Data to examine:
|---|

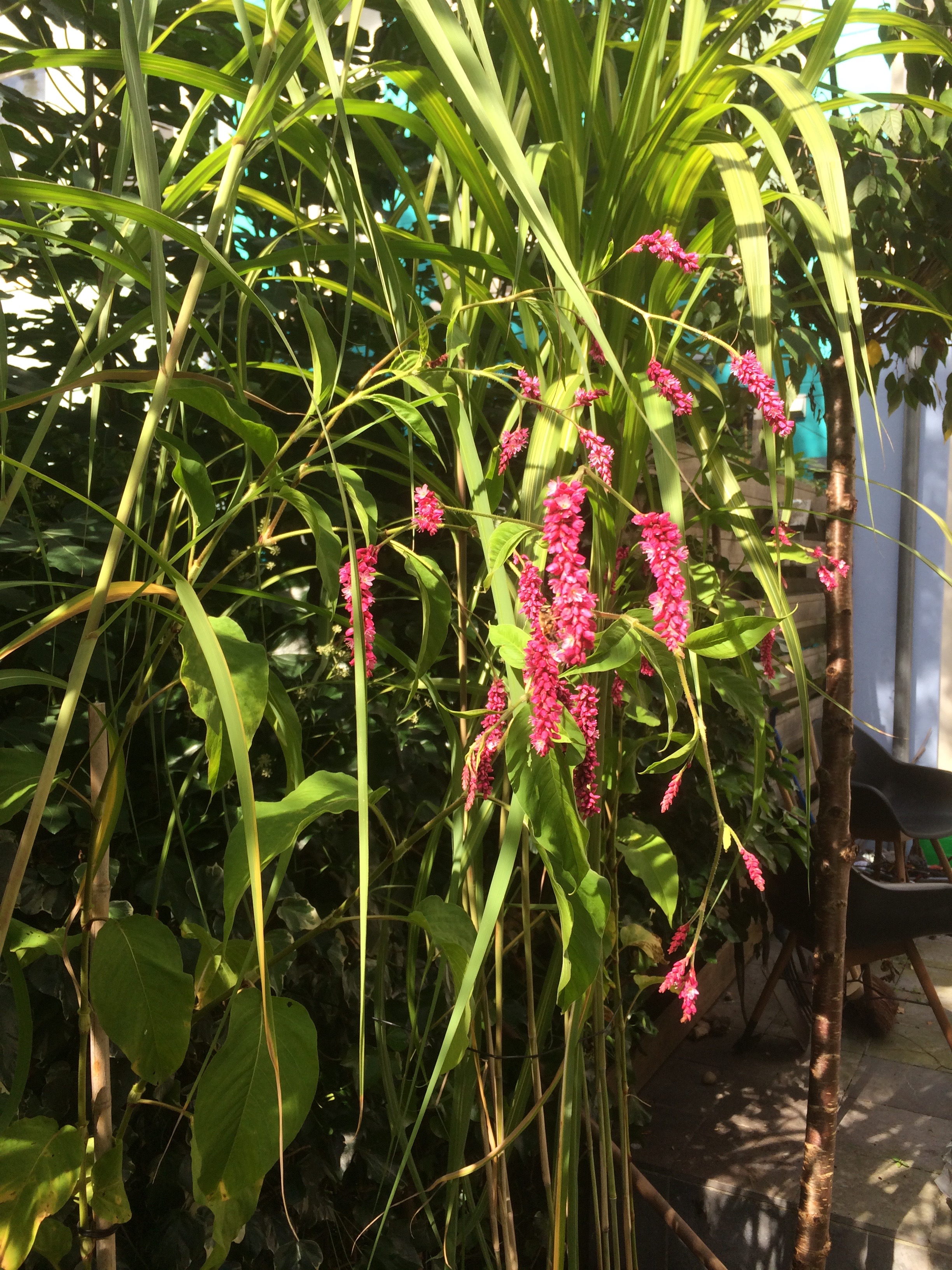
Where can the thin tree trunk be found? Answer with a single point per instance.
(833, 846)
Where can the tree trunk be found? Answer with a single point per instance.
(832, 842)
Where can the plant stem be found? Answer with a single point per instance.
(833, 844)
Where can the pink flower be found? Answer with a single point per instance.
(600, 454)
(512, 444)
(584, 710)
(669, 388)
(586, 396)
(683, 981)
(664, 552)
(478, 769)
(528, 385)
(665, 247)
(756, 380)
(753, 868)
(573, 604)
(617, 690)
(429, 510)
(678, 939)
(672, 792)
(366, 568)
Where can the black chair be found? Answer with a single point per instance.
(884, 920)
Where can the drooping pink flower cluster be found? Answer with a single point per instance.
(678, 939)
(366, 569)
(664, 552)
(584, 710)
(672, 792)
(665, 247)
(617, 690)
(749, 372)
(753, 867)
(830, 577)
(683, 981)
(669, 386)
(512, 444)
(478, 769)
(600, 454)
(586, 396)
(573, 604)
(542, 685)
(428, 510)
(528, 385)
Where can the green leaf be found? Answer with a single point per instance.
(235, 416)
(730, 638)
(652, 860)
(192, 477)
(616, 647)
(141, 995)
(437, 604)
(19, 773)
(280, 824)
(235, 1130)
(110, 1201)
(40, 1166)
(327, 544)
(54, 1241)
(248, 666)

|---|

What the exercise asks:
Return every entry from the listing above exactly as it stands, leaving out any picture.

Answer box:
Where can the thin tree trunk be found? Answer with a single point per instance.
(833, 846)
Where can the tree trunk be found? Answer with a single point per instance.
(832, 842)
Where can the plant stem be found? Answer with a single point per instance.
(833, 844)
Where can the pink flower be found? Answer with a single point per instance.
(600, 454)
(512, 444)
(584, 710)
(669, 388)
(586, 396)
(683, 981)
(664, 552)
(478, 769)
(528, 385)
(665, 247)
(756, 380)
(753, 868)
(573, 604)
(617, 690)
(429, 510)
(678, 939)
(672, 792)
(366, 568)
Where can the black chair be found? Answer with a single point per instance.
(884, 920)
Where can the drooping pink flower cluster be found? Answer with a single point per instance.
(678, 939)
(366, 569)
(664, 552)
(584, 710)
(672, 792)
(665, 247)
(617, 690)
(749, 372)
(753, 867)
(830, 577)
(683, 981)
(669, 386)
(512, 444)
(478, 769)
(600, 454)
(586, 396)
(573, 604)
(542, 685)
(428, 510)
(528, 385)
Where can the green leaf be found? Answer with a single point per instance.
(235, 416)
(730, 638)
(652, 860)
(192, 477)
(616, 647)
(141, 995)
(437, 604)
(19, 773)
(280, 824)
(235, 1130)
(110, 1201)
(40, 1166)
(327, 544)
(54, 1241)
(248, 666)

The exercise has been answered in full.